From the entries below, copy out each line that contains the word "black".
..........
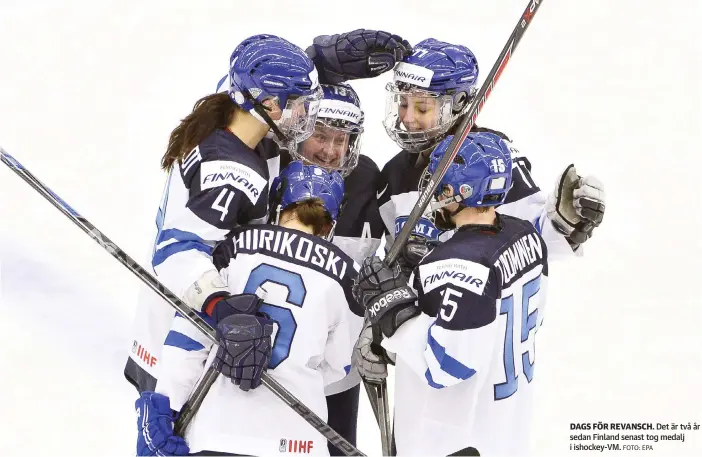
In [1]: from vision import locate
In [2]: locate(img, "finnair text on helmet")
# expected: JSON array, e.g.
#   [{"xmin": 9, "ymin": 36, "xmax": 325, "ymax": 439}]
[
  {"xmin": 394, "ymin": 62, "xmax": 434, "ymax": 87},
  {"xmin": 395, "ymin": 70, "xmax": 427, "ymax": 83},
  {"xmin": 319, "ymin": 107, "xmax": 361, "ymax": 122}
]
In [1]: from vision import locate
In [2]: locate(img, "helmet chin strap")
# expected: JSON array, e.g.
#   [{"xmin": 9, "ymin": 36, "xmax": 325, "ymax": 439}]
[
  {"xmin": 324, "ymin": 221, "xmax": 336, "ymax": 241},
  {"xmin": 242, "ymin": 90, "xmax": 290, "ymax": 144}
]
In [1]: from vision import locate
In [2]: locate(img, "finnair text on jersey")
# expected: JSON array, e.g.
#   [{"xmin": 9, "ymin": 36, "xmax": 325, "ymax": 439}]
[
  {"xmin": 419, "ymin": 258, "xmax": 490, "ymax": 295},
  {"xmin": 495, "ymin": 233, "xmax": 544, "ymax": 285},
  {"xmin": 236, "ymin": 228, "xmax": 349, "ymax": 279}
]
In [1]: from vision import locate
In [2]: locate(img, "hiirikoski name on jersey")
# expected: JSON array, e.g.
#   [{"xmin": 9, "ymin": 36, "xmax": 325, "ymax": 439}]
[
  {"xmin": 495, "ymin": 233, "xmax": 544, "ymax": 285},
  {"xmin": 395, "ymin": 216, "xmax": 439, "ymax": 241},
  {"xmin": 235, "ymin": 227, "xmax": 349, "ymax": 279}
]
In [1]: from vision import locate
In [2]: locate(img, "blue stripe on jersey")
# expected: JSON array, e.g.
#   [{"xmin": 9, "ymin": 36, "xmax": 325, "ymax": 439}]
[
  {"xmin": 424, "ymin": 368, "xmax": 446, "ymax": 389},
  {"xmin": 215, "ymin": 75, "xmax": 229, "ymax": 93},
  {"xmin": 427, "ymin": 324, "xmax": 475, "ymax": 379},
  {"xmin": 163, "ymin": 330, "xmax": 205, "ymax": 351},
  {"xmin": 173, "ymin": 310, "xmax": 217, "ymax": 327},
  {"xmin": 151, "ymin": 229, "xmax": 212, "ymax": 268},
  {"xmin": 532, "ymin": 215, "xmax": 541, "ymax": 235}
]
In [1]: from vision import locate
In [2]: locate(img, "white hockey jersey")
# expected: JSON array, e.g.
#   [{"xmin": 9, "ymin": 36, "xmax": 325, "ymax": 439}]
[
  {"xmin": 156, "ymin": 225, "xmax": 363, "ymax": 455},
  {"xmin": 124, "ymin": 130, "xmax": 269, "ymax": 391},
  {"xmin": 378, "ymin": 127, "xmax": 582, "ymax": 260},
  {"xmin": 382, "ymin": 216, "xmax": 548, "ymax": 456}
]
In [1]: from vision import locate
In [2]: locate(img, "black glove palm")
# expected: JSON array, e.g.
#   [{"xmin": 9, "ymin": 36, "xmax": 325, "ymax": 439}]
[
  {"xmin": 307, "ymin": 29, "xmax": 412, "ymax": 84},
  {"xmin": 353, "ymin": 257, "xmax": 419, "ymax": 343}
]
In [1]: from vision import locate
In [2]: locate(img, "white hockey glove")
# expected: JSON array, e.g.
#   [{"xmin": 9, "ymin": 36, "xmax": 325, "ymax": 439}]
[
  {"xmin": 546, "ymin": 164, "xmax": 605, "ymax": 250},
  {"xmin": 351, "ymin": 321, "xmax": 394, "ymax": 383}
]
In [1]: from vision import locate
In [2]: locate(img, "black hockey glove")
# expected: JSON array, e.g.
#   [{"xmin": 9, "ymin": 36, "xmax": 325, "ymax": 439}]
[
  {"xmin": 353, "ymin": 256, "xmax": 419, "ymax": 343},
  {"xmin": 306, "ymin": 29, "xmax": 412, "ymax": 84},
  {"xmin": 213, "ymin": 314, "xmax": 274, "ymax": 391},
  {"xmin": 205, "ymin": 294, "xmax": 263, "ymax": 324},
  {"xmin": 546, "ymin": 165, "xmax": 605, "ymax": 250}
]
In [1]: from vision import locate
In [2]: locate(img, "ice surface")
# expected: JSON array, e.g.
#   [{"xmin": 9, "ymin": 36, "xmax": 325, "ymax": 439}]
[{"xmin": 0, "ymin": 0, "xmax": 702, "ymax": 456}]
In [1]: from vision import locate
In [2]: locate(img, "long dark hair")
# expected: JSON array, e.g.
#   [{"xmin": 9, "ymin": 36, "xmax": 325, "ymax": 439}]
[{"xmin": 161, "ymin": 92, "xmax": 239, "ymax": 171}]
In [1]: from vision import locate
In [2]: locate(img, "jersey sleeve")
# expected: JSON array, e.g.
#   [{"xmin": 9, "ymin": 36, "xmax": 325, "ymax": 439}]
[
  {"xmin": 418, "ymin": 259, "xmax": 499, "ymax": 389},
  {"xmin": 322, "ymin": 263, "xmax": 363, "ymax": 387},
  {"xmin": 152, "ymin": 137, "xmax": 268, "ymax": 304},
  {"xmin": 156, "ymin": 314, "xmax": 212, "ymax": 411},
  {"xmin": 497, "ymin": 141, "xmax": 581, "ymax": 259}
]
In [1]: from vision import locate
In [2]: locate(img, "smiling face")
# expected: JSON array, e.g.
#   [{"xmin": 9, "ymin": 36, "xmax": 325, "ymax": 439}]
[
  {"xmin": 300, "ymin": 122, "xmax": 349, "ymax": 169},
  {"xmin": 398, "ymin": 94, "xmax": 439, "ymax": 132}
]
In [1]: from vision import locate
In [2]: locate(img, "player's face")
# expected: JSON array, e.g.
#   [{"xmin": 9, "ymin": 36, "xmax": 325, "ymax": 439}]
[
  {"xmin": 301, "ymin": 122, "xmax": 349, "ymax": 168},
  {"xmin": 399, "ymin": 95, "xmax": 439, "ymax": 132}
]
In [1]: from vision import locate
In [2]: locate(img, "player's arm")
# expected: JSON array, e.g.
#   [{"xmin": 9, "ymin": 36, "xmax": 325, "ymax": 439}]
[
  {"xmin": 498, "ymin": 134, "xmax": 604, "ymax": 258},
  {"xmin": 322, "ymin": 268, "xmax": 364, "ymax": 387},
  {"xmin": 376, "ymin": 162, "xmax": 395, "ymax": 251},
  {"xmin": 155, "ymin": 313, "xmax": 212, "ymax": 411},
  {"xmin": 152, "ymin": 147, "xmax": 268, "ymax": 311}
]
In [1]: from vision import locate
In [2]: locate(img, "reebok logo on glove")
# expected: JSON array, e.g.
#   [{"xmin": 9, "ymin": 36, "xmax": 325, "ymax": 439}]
..........
** Answer for the task **
In [2]: locate(img, "black glove palm")
In [2]: locate(img, "black hockey glove")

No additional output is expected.